═════ Document section ═════

Thursday, July 11, 2013

Penang State backbencher employs first transgender

Link to MSN news

Carolyn Khor


Seen as yet another first for Penang and perhaps Malaysia, a transgender has been engaged to assist Teh Yee Cheu oversee the transgender community’s welfare, after the proposal was tabled and approved in the State Assembly last week.

Teh who is the Tanjung Bungah representative, heads the panel with the support of both Pakatan Rakyat and Barisan National representatives, including State opposition leader, Jahara Hamid.

The committee, set to be formed within two months, aims to collect data and alleviate the status and social stigma associated with the transgender community. The committee plans to also conduct forums and spread public awareness on the issue.

“…they have rights over their bodies, and have a right to decide what gender they are most comfortable with,” said Teh.

At a press conference today (10/7/13), Teh, who proudly claims to walk the talk, announced that he had engaged transgender Hazreen Shaik Daud as his political secretary.

“I am thankful to YB Teh for giving me the opportunity to work with him,” said Hazreen, a 33 year old diploma holder who speaks fluent Mandarin and English besides the national language. Hazreen is expected to assume duties on July 15 and had previously worked for an NGO known as the Penang Family Health Development.

The demure and pretty ‘lady’ revealed her concerns over employment opportunities available to the transgender.

“Even with qualifications, we are turned down just because of how we look,” she said, adding that she would eventually want to operate her own boutique.

An edict, issued by the Fatwa Committee National Council of Islamic Religious Affairs Malaysia held on 13th December 1989, had declared that sex change was prohibited under the Shariah. According to Chong Eng, facilitator to the committee who also holds the State EXCO portfolio for Youth and Sports, Women, Family and Community Development claims that there are between 10 and 50 thousand transgender persons in Malaysia.

═════ Supplied material ═════

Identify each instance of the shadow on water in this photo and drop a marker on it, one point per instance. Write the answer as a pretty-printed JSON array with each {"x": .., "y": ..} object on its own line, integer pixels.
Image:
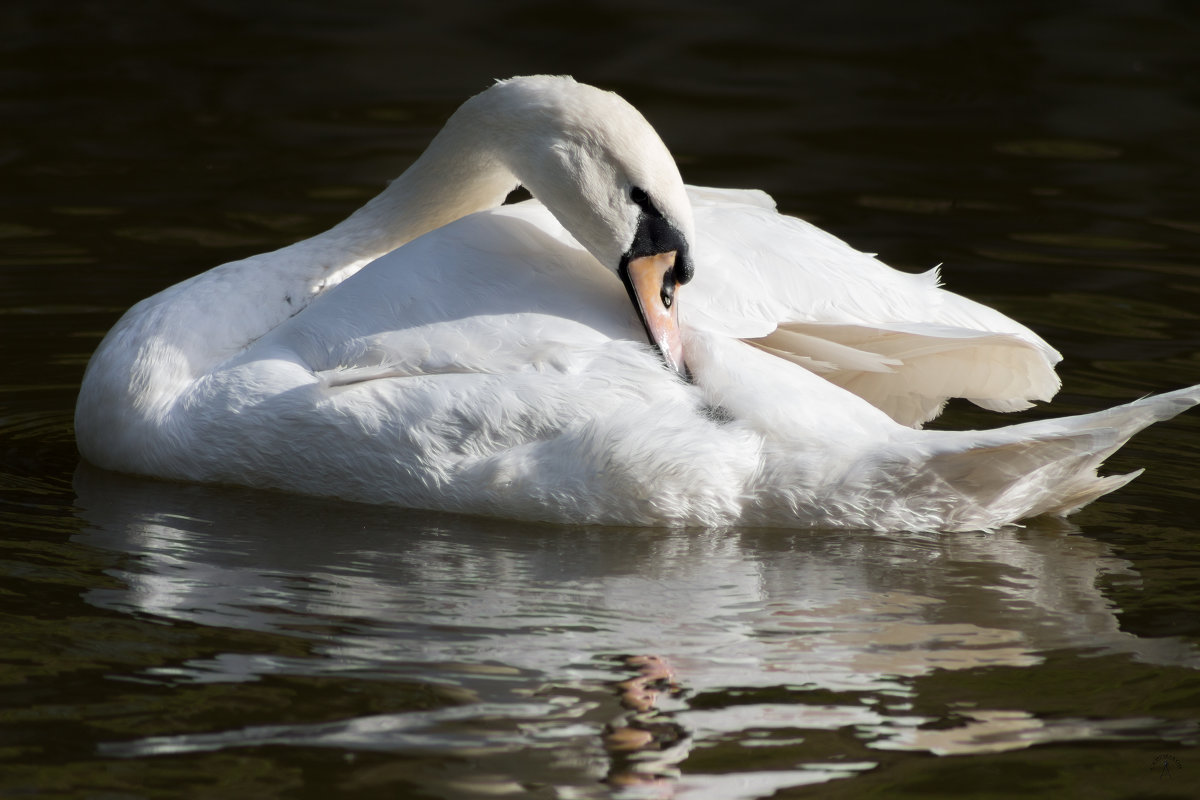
[
  {"x": 171, "y": 641},
  {"x": 516, "y": 637}
]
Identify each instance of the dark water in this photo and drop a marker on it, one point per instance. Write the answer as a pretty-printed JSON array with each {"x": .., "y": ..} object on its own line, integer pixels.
[{"x": 173, "y": 641}]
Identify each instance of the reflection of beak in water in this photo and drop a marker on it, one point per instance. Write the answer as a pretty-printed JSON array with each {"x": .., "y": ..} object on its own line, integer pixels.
[{"x": 646, "y": 743}]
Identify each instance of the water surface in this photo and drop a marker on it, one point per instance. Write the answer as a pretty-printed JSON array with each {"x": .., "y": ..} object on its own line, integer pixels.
[{"x": 175, "y": 641}]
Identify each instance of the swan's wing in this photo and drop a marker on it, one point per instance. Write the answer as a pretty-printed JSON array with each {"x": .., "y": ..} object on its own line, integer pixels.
[
  {"x": 897, "y": 340},
  {"x": 498, "y": 292}
]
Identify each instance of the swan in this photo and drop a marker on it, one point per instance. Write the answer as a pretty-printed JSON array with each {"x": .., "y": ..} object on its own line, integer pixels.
[{"x": 619, "y": 349}]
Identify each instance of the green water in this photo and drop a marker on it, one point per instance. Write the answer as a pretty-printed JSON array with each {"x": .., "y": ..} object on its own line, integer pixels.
[{"x": 168, "y": 641}]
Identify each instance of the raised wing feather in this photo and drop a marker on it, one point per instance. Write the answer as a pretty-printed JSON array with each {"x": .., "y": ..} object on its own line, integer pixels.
[{"x": 897, "y": 340}]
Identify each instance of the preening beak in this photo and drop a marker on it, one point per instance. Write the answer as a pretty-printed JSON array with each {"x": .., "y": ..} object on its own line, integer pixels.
[{"x": 654, "y": 289}]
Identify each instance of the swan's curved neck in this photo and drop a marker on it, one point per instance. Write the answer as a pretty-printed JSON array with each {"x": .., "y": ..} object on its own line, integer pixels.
[
  {"x": 460, "y": 173},
  {"x": 167, "y": 342}
]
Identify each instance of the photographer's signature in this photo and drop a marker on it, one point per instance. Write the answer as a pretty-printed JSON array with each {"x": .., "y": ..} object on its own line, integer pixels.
[{"x": 1165, "y": 764}]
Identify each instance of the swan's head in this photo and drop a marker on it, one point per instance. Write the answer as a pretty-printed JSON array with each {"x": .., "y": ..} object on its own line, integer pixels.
[{"x": 599, "y": 167}]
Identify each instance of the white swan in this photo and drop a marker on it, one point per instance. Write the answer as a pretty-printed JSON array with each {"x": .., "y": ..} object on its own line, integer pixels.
[{"x": 437, "y": 349}]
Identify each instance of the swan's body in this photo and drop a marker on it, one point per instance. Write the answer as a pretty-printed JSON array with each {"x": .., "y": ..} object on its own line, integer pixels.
[{"x": 496, "y": 365}]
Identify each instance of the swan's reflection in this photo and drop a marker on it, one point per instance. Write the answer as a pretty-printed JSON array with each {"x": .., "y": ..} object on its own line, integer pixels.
[{"x": 529, "y": 623}]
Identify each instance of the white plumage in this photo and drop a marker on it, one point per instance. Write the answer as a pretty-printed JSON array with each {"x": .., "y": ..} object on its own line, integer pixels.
[{"x": 441, "y": 350}]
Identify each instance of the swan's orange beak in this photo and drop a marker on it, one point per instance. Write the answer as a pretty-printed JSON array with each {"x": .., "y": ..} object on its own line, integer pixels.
[{"x": 654, "y": 290}]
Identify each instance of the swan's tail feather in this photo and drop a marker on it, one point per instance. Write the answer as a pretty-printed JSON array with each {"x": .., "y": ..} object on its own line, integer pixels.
[{"x": 1036, "y": 468}]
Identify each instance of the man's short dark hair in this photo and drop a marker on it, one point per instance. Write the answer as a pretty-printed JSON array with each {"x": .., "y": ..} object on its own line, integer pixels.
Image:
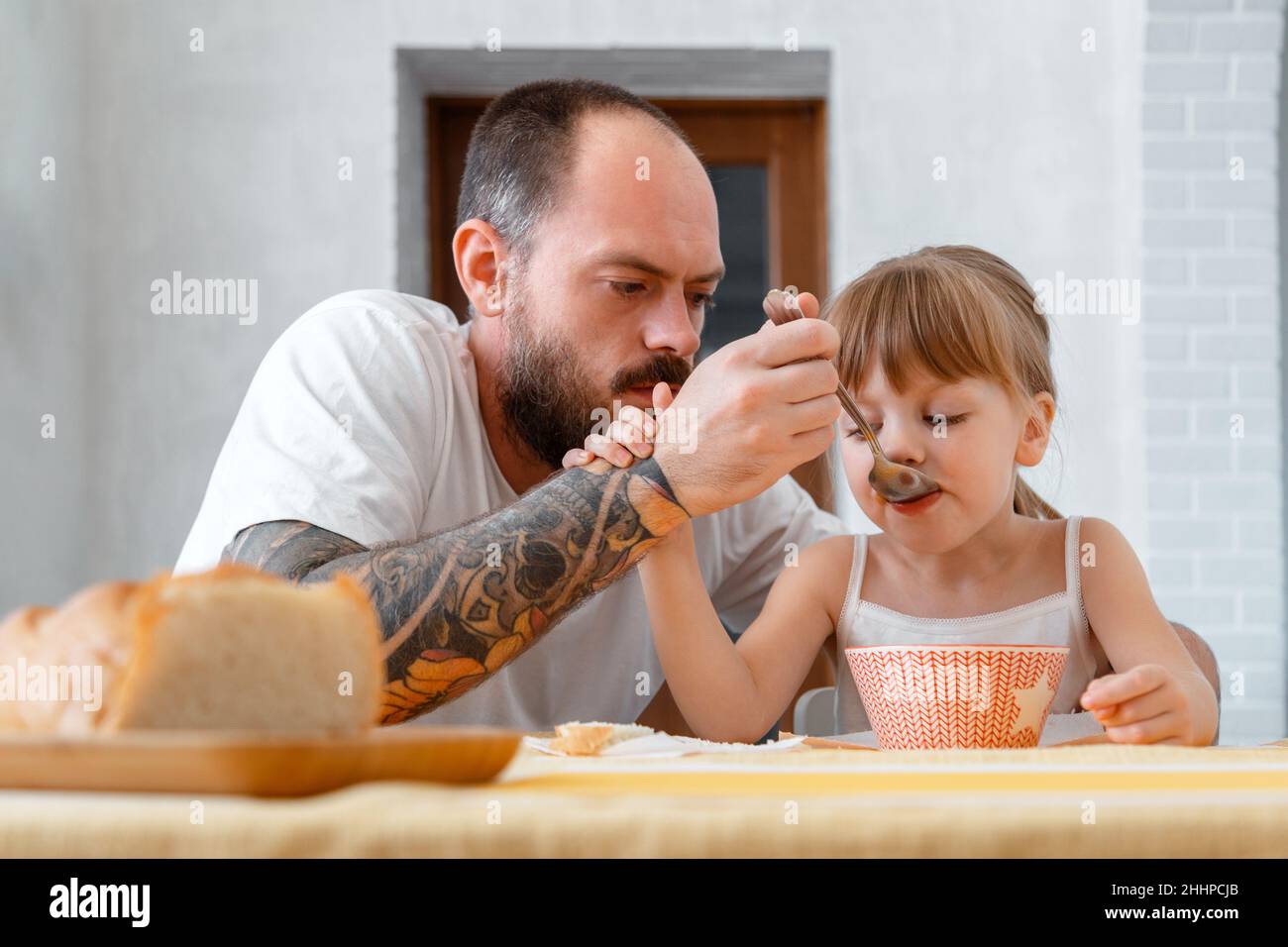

═════

• Instructions:
(A) In the article on Penang's first transgender political secretary, rewrite the passage starting at "Carolyn Khor" and ending at "leader, Jahara Hamid.", swapping "State Assembly" for "state legislature".
(B) Name every person mentioned by name in the article on Penang's first transgender political secretary.
None of the material is needed here.

• Your responses:
(A)
Carolyn Khor


Seen as yet another first for Penang and perhaps Malaysia, a transgender has been engaged to assist Teh Yee Cheu oversee the transgender community’s welfare, after the proposal was tabled and approved in the state legislature last week.

Teh who is the Tanjung Bungah representative, heads the panel with the support of both Pakatan Rakyat and Barisan National representatives, including State opposition leader, Jahara Hamid.

(B)
Carolyn Khor
Teh Yee Cheu
Jahara Hamid
Hazreen Shaik Daud
Chong Eng